- [WRITTEN EXERCISE]
Please copy every line of the material below exactly, leaving out the pictures.

··· RECORDS PROVIDED ···

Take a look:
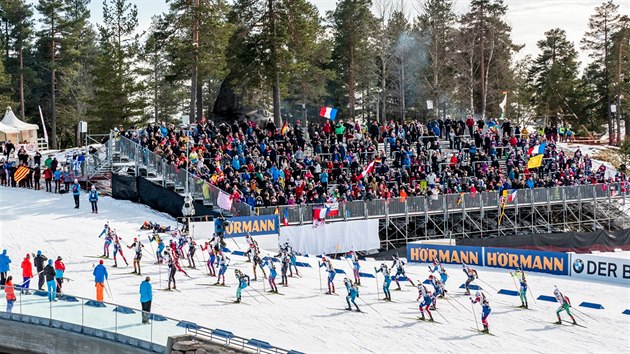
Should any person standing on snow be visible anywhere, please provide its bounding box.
[44,259,57,301]
[20,253,33,295]
[88,186,98,214]
[33,251,48,290]
[140,277,153,323]
[553,288,577,324]
[71,178,81,209]
[4,275,16,313]
[0,250,11,287]
[92,259,108,302]
[55,256,66,294]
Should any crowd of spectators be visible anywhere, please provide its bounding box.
[116,117,626,207]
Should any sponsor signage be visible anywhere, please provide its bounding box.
[407,244,483,266]
[571,254,630,285]
[484,247,569,275]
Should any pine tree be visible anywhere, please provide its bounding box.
[0,0,33,120]
[36,0,66,149]
[528,28,578,127]
[94,0,144,129]
[416,0,457,117]
[328,0,375,120]
[581,0,620,144]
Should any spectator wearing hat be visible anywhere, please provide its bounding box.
[55,256,66,294]
[88,185,98,214]
[20,253,33,295]
[71,178,81,209]
[140,277,153,324]
[92,259,108,302]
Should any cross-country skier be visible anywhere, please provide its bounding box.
[429,259,448,285]
[234,269,249,304]
[149,233,166,264]
[201,241,216,277]
[262,257,278,293]
[214,252,230,286]
[164,247,177,290]
[317,256,336,295]
[462,263,479,295]
[343,278,361,312]
[510,268,529,308]
[470,290,491,333]
[243,232,256,262]
[98,223,115,258]
[392,254,416,290]
[33,251,48,290]
[112,232,129,267]
[348,251,361,285]
[44,259,57,301]
[130,237,144,275]
[429,275,447,310]
[416,281,433,321]
[286,242,300,277]
[188,236,197,269]
[553,288,577,324]
[374,263,392,301]
[280,250,291,286]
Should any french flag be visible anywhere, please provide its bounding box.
[527,143,547,155]
[319,107,337,120]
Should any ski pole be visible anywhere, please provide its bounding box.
[317,261,324,293]
[105,279,114,300]
[374,268,381,300]
[433,310,449,323]
[477,278,497,291]
[243,288,262,305]
[470,302,479,330]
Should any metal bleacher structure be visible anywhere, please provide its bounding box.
[87,133,629,250]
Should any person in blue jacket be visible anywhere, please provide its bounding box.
[0,250,11,285]
[88,186,98,214]
[92,259,108,302]
[234,269,249,304]
[140,277,153,324]
[70,178,81,209]
[53,167,63,193]
[374,263,392,301]
[343,278,361,312]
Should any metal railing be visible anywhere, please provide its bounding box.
[0,287,290,353]
[254,183,629,225]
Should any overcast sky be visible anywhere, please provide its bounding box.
[78,0,630,64]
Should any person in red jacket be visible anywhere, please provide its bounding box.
[20,253,33,295]
[4,275,16,313]
[44,167,52,192]
[55,256,66,294]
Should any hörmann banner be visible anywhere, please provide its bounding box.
[407,243,483,266]
[483,247,569,275]
[571,254,630,286]
[407,243,570,275]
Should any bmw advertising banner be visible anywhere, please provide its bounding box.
[571,254,630,286]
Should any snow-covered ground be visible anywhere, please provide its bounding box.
[0,187,630,353]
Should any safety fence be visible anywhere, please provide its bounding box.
[254,183,628,225]
[0,287,296,353]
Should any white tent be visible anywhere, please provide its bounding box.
[0,123,20,142]
[0,107,39,144]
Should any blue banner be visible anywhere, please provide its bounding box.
[484,247,569,275]
[407,243,483,266]
[223,215,280,237]
[407,243,570,275]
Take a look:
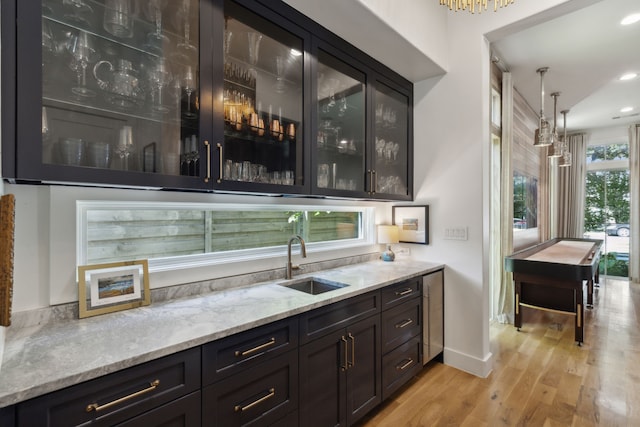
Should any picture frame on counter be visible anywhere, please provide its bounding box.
[78,259,151,319]
[392,205,429,245]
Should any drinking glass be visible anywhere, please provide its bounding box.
[62,0,93,27]
[102,0,133,38]
[148,58,171,113]
[145,0,169,55]
[67,30,99,97]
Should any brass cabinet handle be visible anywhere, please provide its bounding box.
[233,388,276,412]
[349,332,356,366]
[396,288,413,297]
[396,358,413,371]
[340,335,349,371]
[371,170,378,194]
[86,380,160,412]
[235,337,276,357]
[204,141,211,182]
[216,142,223,183]
[396,319,413,329]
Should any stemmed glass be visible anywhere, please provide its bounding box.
[67,31,99,97]
[182,65,197,119]
[146,0,169,54]
[148,58,171,113]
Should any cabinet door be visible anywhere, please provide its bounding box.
[10,0,213,188]
[216,1,309,193]
[370,77,413,200]
[346,316,382,425]
[300,329,349,427]
[312,42,367,195]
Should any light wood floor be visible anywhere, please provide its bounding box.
[359,278,640,427]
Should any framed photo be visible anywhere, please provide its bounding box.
[392,206,429,245]
[78,259,151,318]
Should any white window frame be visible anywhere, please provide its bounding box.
[76,200,376,273]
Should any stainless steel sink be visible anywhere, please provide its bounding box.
[280,277,349,295]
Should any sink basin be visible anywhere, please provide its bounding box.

···

- [REPLY]
Take a look:
Should any person standing on snow be visible anywhere, please provide its bounding box.
[44,259,57,301]
[20,253,33,295]
[88,186,98,214]
[33,251,48,290]
[140,277,153,323]
[553,288,577,324]
[71,178,81,209]
[4,275,16,313]
[0,250,11,287]
[92,259,108,302]
[55,256,66,294]
Should any crowd of spectators be visible anywhere, please provide its bounding box.
[116,117,626,207]
Should any sponsor signage be visible anywhere, please provide its bounding box.
[407,244,483,266]
[571,254,630,285]
[484,247,569,275]
Should any pine tree be visible anywhere, please provide its bounding box.
[0,0,33,120]
[36,0,66,149]
[528,28,578,127]
[94,0,144,129]
[416,0,457,117]
[328,0,375,120]
[581,0,620,144]
Should any spectator wearing hat be visible anywhere, please provide its bounding box.
[55,256,66,294]
[88,185,98,214]
[20,253,33,295]
[71,178,81,209]
[140,277,153,324]
[92,259,108,302]
Should any cross-country skier be visible anywhere, please provide its bounding box.
[429,259,448,285]
[234,269,249,304]
[149,233,166,264]
[201,241,216,277]
[262,257,278,293]
[214,252,230,286]
[164,247,177,290]
[317,256,336,295]
[462,263,479,295]
[343,278,361,312]
[510,268,529,308]
[470,290,491,333]
[243,232,256,262]
[98,223,115,258]
[392,254,416,290]
[33,251,48,290]
[112,232,129,267]
[348,251,361,285]
[44,259,57,301]
[130,237,144,275]
[429,275,447,310]
[416,281,433,321]
[286,242,300,277]
[188,236,197,269]
[553,288,577,324]
[374,263,392,301]
[280,250,291,286]
Should any french flag be visible anywhere, please provide its bounding box.
[527,143,547,155]
[319,107,337,120]
Should any ski pole be visible anywhere, please provide its bounding box.
[317,261,324,293]
[105,279,114,300]
[374,268,381,300]
[433,310,449,323]
[477,278,497,291]
[243,288,262,305]
[470,302,479,330]
Should any metal bleacher structure be visible anywhere, please provide its bounding box.
[87,133,629,250]
Should any person in blue jacket be visible anywhere, please provide its bounding box.
[0,250,11,285]
[88,186,98,214]
[92,259,108,302]
[234,269,249,304]
[140,277,153,324]
[70,178,81,209]
[53,167,63,193]
[374,263,392,301]
[343,278,361,312]
Should any metal railing be visible anywhere, please provide its bounding box.
[0,287,290,353]
[254,183,629,225]
Should any overcast sky be visible anywhere, please provide its bounding box.
[78,0,630,64]
Should any person in red jacket be visible anywhere, please provide its bounding box.
[20,253,33,295]
[4,275,16,313]
[44,167,52,192]
[55,256,66,294]
Should any hörmann banner be visible anywhere, please provide its bounding box.
[407,243,483,266]
[483,247,569,275]
[571,254,630,286]
[407,243,570,275]
Should any bmw advertising banner be visible anywhere, please provide its bounding box.
[571,254,630,286]
Should any snow-covered ground be visible anywhere, please provide its bounding box.
[0,187,630,353]
Should any safety fence be visible anywhere, please provide its bounding box.
[254,183,628,225]
[0,287,296,353]
Should any white tent be visible anywhere, please provide its bounding box.
[0,123,20,142]
[0,107,39,144]
Should any blue banner be visible anywhere, please provide its bounding box.
[484,247,569,275]
[407,243,483,266]
[223,215,280,237]
[407,243,570,275]
Take a look:
Should any picture frame on counter be visible anywhere, please provide its bounding box.
[78,259,151,319]
[392,205,429,245]
Should any drinking glass be visible anywhere, please provide its bounding box.
[62,0,93,27]
[102,0,133,38]
[148,58,171,113]
[145,0,169,55]
[67,30,99,97]
Should any brass cabinet handle be visible anywhere, please provide its bounding box.
[233,388,276,412]
[349,332,356,366]
[396,288,413,297]
[396,358,413,371]
[340,335,349,371]
[371,170,378,194]
[86,380,160,412]
[235,337,276,357]
[204,141,211,182]
[216,142,223,183]
[396,319,413,329]
Should any stemmed glass be visible anywhere, please provide its bounding box.
[67,31,99,97]
[182,65,197,119]
[146,0,169,54]
[148,58,171,113]
Should any cabinet door be visible anywhere, please provide its bounding box.
[10,0,213,188]
[216,1,309,193]
[370,77,413,200]
[346,316,382,425]
[300,329,349,427]
[312,42,367,195]
Should any light wood floor be visible anywhere, please provide its bounding box.
[359,278,640,427]
Should any framed photo be visible anywhere, please provide its bounding box.
[392,206,429,245]
[78,259,151,318]
Should any white window frame be visible anywhere, please provide its bounding box.
[76,200,376,273]
Should any stainless steel sink be visible anywhere, please provide its bounding box.
[280,277,349,295]
Should any sink basin be visible anywhere, please provide its bounding box.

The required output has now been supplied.